Prompt >>
The required output is the line containing "Each instance of the boat" through the final line of the material below, printed exactly, with no other lines.

** Opening The data block **

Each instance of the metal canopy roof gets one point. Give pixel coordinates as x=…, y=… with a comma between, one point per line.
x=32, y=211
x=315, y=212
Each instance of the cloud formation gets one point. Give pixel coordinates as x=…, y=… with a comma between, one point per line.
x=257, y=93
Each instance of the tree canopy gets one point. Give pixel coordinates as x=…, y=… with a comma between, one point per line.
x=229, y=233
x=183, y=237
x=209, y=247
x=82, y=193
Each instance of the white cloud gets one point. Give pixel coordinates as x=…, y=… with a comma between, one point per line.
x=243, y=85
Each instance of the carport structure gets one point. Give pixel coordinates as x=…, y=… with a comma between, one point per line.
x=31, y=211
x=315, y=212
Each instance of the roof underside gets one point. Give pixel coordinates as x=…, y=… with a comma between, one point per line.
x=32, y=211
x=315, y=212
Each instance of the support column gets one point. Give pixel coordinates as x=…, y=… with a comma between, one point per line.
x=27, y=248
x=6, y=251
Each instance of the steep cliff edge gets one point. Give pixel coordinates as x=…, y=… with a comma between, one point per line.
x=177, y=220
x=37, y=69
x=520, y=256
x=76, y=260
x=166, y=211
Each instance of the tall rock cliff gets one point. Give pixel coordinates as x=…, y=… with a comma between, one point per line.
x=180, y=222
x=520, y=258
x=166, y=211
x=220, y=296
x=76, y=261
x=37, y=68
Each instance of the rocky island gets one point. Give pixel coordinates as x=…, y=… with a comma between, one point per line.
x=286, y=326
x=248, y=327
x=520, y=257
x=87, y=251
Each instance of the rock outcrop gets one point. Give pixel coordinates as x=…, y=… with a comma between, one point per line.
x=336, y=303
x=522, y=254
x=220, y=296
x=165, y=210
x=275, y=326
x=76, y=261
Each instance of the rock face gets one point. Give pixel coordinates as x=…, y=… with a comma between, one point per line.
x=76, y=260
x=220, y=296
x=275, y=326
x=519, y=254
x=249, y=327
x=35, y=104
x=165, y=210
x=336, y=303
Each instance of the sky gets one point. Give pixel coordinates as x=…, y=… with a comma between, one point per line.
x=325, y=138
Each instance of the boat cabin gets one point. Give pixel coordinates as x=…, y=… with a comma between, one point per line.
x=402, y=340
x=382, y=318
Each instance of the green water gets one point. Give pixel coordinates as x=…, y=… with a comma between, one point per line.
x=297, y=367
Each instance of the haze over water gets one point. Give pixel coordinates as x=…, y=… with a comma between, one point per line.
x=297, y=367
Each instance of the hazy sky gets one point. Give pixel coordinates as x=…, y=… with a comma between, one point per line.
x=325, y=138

** Closing The data block **

Result for this exercise >>
Each instance of the boat cabin gets one point. Give pixel coordinates as x=…, y=… with a comma between, one point per line.
x=402, y=340
x=382, y=318
Each instance of the green water gets one point. Give pixel coordinates as x=…, y=… with a comma between, one point per line.
x=297, y=367
Each instance of the haze over water gets one point. Give pixel coordinates as x=…, y=… with a comma between, one point per line.
x=297, y=367
Each instance of the hazy sky gets one point. Give pixel coordinates as x=…, y=… with a comma between, one point per line.
x=325, y=138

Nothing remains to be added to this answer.